- Text shown -
+ + + + +

On the other hand, Friday was the preferred day to get married because, being her sacred day, it promised fertility: Freya was always promiscuous. In the myths she had affairs with most of the male gods, and her festivals were public orgies that may have seemed more prurient in the iron-gray north than under the blue skies of the beneficent Nile. What the Church could not abolish it tried to adopt, but it found no equivalent to Freya. She and her cats were clearly unassimilable in the new religion, and a basic and surprisingly durable enemy.
The Church had better luck absorbing other matters. The two main celebrations of the pagan year, the winter and summer solstices, were converted to the respective birthdays of Christ and John the Baptist, but they brought with them to their new respectability their raucous old ceremonies, dancing, feasting, games, improper songs, and bonfires. Regrettably, some of the bonfires were made of live cats.

+ + + + +

- Excerpted data -
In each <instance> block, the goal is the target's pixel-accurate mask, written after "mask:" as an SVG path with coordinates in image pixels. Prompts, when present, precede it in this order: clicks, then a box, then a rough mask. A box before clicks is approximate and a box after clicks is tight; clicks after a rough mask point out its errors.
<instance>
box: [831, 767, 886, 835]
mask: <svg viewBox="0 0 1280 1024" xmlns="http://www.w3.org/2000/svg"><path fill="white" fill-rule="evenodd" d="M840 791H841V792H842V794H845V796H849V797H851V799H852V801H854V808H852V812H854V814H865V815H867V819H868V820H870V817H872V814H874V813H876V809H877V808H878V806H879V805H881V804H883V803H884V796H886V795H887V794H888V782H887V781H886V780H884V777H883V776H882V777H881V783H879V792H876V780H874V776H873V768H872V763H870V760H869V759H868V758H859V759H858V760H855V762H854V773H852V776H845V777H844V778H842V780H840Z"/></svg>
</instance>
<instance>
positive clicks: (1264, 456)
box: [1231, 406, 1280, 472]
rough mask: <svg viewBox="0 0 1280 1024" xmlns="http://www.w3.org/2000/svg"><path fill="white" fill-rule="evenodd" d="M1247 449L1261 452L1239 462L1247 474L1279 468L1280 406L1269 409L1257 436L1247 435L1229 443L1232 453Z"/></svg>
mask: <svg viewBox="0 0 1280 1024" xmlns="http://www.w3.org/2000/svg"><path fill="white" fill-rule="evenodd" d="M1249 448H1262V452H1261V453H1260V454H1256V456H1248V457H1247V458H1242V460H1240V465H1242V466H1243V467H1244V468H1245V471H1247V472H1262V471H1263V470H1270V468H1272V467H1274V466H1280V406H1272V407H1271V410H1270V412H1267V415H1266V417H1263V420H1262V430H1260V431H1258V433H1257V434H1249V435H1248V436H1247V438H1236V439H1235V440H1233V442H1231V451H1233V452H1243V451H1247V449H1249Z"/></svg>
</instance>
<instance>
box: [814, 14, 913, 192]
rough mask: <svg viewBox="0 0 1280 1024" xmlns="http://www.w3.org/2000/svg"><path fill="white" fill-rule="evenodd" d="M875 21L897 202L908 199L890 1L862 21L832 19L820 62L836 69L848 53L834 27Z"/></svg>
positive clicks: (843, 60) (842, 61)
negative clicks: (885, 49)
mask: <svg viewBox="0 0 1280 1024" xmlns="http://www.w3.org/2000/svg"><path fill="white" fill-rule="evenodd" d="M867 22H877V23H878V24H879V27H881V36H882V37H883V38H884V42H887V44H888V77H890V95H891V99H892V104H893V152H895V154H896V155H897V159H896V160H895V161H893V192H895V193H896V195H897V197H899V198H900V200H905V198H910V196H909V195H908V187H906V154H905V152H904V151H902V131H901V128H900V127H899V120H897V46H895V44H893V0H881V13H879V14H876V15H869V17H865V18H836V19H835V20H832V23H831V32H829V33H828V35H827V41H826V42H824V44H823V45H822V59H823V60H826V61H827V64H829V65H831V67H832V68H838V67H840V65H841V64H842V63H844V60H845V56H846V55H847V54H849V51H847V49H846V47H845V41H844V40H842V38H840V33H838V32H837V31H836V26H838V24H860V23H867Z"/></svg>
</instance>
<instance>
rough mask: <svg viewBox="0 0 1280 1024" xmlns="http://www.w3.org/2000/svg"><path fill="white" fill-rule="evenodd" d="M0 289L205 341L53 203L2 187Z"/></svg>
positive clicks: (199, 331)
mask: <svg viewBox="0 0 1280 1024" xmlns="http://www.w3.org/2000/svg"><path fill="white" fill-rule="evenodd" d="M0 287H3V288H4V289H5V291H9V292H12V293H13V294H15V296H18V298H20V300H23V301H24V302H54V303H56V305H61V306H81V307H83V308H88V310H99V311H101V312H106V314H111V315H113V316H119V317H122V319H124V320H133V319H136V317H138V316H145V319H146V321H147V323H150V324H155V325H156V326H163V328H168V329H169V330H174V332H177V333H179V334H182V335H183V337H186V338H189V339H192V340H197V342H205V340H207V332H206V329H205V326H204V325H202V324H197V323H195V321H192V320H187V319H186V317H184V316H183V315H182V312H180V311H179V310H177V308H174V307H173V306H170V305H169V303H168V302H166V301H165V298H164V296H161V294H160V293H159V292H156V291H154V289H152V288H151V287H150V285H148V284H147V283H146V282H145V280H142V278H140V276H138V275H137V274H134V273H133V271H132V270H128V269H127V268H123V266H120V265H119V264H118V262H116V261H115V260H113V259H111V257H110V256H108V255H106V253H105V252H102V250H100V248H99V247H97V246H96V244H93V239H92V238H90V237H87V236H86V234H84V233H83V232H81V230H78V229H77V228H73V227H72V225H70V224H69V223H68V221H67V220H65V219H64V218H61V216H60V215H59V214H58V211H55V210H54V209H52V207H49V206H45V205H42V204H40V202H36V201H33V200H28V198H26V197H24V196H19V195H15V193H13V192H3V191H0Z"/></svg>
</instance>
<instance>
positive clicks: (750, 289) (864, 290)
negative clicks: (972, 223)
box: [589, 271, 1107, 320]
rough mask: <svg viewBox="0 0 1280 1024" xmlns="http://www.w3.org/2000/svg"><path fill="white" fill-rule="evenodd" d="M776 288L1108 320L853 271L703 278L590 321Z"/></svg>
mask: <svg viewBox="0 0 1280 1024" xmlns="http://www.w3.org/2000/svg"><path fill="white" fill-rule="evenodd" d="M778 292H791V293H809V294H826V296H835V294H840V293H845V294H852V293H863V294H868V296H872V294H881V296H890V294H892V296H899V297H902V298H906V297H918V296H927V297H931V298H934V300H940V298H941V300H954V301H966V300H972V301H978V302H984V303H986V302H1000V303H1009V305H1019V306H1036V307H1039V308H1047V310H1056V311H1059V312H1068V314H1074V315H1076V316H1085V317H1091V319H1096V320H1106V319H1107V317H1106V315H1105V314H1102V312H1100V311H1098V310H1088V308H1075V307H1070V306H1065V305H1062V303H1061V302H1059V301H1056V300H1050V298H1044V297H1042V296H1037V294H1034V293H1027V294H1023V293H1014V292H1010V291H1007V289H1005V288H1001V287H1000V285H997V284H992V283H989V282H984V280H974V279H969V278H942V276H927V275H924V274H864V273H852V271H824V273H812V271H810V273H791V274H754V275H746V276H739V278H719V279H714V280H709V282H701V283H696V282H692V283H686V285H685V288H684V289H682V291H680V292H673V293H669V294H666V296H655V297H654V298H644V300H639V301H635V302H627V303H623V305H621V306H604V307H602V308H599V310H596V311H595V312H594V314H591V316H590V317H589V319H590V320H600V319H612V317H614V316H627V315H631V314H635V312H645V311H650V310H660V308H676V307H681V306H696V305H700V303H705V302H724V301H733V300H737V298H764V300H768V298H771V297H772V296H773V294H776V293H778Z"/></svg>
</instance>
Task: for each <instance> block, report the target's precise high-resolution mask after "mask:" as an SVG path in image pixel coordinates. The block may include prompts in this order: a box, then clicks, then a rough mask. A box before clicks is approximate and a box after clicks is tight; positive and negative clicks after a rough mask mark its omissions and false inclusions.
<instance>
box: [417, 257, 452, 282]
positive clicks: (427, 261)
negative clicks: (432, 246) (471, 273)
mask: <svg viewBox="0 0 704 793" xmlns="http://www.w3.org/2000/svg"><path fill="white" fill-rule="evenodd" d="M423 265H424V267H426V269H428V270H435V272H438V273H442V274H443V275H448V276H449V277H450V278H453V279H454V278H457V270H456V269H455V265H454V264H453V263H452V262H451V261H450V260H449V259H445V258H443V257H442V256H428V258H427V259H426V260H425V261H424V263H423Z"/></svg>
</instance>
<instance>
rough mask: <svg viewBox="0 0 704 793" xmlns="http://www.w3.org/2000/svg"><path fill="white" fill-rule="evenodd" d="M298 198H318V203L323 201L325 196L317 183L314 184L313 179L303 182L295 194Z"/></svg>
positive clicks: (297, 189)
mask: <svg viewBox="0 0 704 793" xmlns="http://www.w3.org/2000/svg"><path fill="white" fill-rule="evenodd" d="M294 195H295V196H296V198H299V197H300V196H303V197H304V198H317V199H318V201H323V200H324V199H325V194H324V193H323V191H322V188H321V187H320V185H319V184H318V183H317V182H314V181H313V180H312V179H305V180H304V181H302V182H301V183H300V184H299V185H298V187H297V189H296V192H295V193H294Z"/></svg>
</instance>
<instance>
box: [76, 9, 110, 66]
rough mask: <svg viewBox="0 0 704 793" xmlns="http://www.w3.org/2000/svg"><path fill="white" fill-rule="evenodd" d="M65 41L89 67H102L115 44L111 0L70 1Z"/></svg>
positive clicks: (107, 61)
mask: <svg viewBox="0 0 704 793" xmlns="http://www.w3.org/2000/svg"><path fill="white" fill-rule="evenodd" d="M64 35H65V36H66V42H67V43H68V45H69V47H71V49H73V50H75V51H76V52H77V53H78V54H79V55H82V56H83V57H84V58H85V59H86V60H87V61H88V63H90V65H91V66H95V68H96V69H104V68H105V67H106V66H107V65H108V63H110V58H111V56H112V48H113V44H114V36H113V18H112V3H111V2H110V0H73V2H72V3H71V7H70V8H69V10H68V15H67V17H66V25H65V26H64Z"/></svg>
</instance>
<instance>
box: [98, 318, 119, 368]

+ + + + +

- Assigned task -
Carry on the text on Freya and the Church's absorption of pagan customs from the point where it stops. The listing is separate material, unrelated to the text on Freya and the Church's absorption of pagan customs.

- Answer area -
The cat’s association with fertility had always been a mixed blessing for the cat; cat sacrifices in the interests of a good crop had sprung up in many cultures. With the absorption of pagan practice into Christian ceremony the custom flourished under new auspices, and the Church set up official cat-burnings of its own to underline the message that these were basically Christian, not pagan, occasions and had nothing to do with crop magic.
The druids seem to have patented the wicker cage that held live cats over the flames, and later iron cages came into fashion for their greater durability, prolonging the excitement, but more casual sacrifice needed only a good fire and some cats.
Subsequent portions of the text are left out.